## Problem statement
Reproduce the lines of the items below that run between the line holding "--target girl's hair" and the line holding "Mark the region of every instance of the girl's", inclusive.

(Boundary annotation records)

============

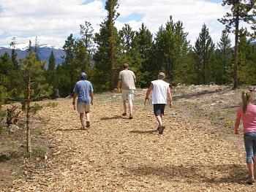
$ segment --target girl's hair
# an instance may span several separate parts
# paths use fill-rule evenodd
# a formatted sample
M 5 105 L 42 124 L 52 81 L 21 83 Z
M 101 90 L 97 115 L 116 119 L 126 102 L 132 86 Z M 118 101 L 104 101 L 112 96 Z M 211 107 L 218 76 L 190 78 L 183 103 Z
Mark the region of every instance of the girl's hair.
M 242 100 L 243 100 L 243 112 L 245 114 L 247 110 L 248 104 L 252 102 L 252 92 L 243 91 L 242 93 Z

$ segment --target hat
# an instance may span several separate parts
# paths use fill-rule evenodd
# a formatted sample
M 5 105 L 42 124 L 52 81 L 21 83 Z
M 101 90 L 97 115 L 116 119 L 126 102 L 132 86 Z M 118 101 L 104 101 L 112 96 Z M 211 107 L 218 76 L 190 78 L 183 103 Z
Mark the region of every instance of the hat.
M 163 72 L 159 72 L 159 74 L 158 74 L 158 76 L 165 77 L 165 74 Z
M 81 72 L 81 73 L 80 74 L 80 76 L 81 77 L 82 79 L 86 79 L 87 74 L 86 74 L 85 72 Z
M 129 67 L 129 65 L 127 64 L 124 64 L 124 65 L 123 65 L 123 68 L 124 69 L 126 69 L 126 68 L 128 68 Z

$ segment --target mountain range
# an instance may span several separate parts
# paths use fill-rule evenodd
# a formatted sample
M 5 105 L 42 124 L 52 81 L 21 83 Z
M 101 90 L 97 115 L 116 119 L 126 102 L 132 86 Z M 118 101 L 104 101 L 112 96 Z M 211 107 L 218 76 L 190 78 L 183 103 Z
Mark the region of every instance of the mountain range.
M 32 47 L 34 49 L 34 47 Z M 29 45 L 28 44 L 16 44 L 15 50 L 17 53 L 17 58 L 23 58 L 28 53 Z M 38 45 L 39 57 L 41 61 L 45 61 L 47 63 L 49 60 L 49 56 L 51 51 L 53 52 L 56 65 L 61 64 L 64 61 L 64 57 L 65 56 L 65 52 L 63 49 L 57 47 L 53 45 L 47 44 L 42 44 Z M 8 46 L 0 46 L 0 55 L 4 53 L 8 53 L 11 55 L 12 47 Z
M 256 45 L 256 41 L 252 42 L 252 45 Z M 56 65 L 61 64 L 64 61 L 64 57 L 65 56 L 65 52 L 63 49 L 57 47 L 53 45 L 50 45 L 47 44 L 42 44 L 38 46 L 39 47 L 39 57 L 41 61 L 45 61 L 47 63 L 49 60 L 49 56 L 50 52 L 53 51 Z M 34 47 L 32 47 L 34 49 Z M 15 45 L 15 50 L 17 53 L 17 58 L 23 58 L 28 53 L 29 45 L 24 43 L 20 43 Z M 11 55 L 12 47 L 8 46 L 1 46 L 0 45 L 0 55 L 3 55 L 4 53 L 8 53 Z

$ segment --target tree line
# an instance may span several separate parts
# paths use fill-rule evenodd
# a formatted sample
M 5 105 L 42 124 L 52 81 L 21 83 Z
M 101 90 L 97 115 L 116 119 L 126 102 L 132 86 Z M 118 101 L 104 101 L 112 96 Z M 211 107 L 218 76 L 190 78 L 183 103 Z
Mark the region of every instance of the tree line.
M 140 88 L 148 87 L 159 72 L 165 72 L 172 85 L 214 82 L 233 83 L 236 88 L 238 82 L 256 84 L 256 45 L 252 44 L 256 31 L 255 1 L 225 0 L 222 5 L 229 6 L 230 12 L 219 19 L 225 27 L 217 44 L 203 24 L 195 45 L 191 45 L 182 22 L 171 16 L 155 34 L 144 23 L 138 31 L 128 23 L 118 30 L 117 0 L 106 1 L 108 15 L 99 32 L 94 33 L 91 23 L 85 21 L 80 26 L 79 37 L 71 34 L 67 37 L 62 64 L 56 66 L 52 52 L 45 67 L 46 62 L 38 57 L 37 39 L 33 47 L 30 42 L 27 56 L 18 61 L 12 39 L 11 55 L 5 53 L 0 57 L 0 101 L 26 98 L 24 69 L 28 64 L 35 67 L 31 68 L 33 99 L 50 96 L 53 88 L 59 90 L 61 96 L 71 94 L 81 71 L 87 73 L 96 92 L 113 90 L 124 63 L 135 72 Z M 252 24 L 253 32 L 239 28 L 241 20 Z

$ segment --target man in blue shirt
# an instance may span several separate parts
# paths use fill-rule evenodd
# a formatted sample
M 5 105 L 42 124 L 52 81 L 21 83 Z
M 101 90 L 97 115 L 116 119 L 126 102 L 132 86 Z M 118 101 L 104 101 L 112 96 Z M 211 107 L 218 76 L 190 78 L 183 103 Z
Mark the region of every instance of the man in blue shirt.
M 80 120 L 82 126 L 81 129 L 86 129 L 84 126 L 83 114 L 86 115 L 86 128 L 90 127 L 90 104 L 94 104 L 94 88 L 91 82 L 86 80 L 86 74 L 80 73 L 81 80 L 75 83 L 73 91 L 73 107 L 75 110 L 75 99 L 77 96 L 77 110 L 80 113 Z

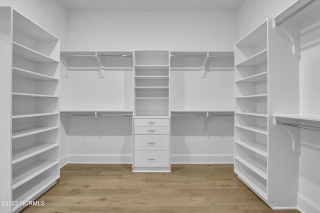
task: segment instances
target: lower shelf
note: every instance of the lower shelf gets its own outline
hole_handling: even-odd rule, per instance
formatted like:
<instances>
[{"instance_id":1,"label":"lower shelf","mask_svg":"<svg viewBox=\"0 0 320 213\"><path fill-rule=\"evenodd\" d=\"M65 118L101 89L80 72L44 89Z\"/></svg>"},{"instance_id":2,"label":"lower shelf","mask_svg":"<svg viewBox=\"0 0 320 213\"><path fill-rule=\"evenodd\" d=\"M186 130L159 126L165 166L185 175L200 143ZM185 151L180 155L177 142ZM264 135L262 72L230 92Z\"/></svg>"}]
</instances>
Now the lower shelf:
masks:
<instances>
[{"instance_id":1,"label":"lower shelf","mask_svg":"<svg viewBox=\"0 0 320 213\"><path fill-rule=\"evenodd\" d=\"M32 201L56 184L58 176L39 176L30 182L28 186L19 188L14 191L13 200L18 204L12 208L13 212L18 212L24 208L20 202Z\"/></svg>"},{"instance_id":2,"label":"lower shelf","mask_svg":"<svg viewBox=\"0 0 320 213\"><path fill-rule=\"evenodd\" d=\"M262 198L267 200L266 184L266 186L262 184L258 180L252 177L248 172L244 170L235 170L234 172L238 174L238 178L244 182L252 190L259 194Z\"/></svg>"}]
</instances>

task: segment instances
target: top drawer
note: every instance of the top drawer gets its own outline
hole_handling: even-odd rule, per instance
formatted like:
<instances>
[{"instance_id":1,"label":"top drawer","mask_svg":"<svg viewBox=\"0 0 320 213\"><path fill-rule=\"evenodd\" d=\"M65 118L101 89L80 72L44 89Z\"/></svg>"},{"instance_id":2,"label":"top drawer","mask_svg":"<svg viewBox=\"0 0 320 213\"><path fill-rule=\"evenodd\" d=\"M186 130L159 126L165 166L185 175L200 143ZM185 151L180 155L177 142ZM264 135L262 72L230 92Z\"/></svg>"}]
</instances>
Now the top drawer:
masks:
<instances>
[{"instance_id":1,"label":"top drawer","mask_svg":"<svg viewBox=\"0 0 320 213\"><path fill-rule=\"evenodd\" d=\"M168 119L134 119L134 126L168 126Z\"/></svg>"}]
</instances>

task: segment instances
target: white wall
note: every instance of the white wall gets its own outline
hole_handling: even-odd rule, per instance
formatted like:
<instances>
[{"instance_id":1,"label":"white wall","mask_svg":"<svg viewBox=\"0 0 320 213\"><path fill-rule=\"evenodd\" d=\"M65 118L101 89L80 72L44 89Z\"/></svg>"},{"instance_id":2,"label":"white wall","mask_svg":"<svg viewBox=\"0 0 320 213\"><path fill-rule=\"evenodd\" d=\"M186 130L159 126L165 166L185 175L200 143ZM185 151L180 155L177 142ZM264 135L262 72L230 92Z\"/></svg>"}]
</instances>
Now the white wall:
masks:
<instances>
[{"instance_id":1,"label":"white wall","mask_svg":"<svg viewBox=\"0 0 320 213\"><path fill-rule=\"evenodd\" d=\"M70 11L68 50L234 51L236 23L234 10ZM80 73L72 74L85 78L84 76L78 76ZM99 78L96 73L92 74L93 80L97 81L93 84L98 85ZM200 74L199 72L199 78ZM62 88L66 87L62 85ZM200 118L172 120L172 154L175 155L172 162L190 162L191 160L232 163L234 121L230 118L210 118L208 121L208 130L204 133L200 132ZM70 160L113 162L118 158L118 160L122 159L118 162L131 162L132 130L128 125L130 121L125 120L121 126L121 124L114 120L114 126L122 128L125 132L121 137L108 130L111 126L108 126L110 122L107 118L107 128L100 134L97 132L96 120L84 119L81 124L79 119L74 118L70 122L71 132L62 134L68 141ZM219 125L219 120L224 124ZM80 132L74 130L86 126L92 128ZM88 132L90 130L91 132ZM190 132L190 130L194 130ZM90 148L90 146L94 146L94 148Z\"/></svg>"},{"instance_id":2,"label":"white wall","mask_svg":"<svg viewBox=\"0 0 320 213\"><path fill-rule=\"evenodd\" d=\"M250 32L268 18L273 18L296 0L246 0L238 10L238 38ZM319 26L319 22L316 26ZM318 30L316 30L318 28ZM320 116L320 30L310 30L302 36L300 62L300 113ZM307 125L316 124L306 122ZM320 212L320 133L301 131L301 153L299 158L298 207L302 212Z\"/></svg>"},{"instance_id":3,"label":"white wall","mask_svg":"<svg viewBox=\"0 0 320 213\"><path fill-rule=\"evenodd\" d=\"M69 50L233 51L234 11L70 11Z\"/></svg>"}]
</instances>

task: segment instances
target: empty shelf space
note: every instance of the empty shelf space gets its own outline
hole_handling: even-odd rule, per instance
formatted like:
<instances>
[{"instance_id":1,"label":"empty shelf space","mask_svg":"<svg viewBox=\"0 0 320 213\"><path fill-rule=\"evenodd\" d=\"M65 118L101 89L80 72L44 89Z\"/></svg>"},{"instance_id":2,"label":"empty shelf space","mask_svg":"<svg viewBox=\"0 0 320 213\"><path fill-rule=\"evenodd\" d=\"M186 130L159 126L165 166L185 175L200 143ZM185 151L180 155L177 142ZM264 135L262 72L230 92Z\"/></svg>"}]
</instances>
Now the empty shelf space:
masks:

============

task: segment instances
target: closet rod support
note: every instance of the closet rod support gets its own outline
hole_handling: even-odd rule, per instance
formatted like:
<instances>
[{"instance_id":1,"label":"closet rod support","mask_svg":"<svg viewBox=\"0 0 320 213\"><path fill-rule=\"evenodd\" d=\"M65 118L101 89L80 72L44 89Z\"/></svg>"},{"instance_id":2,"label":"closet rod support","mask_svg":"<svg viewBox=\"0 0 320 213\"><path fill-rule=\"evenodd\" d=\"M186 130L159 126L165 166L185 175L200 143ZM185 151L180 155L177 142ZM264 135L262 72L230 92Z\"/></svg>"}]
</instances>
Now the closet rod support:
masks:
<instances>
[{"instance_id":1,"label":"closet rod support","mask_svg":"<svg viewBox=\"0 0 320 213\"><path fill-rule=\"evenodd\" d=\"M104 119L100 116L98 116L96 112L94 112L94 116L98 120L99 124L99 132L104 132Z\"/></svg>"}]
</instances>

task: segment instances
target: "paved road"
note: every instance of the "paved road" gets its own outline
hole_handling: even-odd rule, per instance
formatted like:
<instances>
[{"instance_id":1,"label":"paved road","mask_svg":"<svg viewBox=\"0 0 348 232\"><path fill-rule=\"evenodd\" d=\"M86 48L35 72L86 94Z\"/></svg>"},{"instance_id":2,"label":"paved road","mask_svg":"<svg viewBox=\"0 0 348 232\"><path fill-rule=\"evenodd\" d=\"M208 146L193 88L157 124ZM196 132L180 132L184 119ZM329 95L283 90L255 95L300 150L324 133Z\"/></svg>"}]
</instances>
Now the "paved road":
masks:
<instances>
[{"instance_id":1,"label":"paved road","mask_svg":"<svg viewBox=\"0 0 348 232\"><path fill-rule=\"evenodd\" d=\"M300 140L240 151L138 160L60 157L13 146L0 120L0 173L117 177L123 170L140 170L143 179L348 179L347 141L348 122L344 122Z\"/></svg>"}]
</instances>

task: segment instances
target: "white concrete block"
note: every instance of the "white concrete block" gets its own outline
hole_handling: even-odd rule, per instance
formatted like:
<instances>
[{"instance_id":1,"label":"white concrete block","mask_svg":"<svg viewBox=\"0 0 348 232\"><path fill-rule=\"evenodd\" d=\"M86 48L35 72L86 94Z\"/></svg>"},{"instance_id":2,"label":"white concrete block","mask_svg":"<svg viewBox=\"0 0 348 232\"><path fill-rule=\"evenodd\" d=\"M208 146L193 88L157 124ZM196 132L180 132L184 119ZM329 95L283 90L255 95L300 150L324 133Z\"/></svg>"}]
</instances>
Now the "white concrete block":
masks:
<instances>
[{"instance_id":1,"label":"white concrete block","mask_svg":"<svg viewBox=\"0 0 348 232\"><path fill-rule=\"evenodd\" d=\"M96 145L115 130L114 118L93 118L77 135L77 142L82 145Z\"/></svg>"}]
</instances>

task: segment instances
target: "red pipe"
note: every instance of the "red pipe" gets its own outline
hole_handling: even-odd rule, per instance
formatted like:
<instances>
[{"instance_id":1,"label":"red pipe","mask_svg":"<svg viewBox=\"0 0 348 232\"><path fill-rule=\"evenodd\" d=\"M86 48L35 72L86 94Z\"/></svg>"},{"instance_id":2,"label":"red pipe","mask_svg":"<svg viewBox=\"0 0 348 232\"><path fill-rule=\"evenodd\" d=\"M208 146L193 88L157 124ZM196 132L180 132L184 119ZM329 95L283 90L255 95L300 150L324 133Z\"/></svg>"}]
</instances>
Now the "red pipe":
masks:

============

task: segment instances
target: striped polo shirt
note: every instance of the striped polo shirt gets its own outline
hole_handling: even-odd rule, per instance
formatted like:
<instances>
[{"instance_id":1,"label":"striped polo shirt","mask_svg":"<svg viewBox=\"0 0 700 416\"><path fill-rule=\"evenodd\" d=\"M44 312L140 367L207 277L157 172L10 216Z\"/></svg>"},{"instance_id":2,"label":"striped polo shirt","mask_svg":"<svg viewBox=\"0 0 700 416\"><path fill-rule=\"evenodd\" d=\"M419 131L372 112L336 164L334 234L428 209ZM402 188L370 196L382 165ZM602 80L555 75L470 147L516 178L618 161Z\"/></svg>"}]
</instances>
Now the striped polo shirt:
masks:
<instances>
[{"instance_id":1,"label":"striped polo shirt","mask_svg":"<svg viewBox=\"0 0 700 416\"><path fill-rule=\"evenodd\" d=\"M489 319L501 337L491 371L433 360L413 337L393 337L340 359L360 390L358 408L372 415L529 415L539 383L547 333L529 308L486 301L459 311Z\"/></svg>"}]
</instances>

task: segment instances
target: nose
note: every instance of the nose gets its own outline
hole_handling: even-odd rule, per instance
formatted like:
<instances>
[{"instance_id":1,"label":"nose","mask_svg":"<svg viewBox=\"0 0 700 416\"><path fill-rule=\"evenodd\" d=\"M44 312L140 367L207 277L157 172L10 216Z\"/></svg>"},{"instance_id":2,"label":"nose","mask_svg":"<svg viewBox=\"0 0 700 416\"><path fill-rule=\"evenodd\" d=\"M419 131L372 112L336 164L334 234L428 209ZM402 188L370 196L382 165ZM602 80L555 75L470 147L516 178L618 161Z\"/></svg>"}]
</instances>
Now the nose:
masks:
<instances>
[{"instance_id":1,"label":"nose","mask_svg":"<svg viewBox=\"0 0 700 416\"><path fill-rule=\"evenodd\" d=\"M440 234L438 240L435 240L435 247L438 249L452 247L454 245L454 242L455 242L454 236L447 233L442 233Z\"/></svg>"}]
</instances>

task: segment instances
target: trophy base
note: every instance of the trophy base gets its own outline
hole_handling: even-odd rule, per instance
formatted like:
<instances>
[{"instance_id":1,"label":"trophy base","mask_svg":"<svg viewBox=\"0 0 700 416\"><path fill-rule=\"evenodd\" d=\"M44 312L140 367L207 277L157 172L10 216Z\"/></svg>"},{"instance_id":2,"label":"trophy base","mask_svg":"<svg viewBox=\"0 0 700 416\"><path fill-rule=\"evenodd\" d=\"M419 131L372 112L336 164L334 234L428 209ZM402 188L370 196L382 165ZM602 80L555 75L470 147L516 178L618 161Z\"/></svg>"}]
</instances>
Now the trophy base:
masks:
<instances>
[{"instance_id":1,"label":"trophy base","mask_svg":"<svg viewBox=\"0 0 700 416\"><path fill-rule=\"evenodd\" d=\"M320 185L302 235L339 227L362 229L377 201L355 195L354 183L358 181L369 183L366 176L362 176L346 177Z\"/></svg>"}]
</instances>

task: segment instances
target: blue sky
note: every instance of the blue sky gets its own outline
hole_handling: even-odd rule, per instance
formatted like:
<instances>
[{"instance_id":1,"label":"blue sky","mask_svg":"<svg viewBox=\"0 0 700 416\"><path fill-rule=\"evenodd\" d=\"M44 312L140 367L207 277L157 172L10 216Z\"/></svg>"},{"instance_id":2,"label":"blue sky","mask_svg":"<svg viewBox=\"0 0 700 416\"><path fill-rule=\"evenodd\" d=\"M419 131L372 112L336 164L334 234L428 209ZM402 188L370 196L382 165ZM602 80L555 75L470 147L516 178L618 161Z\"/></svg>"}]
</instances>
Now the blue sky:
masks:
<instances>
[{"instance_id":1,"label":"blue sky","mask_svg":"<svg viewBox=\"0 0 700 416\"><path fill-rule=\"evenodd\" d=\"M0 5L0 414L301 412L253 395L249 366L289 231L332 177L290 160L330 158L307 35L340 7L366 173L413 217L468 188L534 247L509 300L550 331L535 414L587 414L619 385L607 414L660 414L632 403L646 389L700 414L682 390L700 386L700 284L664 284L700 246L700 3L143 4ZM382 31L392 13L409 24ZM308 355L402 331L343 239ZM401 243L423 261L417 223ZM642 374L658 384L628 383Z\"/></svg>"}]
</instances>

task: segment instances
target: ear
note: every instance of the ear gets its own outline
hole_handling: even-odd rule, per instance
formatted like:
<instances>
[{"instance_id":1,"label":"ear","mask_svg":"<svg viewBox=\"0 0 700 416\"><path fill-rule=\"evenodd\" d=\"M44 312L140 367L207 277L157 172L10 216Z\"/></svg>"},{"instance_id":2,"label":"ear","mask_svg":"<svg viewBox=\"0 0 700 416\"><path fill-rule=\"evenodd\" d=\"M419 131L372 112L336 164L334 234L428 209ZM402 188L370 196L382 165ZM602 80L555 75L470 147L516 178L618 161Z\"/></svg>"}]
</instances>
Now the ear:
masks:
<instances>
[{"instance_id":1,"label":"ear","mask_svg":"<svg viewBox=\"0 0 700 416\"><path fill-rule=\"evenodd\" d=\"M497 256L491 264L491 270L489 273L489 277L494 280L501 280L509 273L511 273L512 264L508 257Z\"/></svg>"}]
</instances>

============

## Task output
$ segment --target girl's hair
# an instance may span several separate parts
# paths use fill-rule evenodd
# a formatted sample
M 5 105 L 42 124 L 52 81 L 21 83 Z
M 101 90 L 97 115 L 116 119 L 126 102 L 132 86 Z M 118 101 L 104 101 L 112 96 Z M 211 107 L 218 76 L 190 78 L 183 103 Z
Mark the region of every instance of the girl's hair.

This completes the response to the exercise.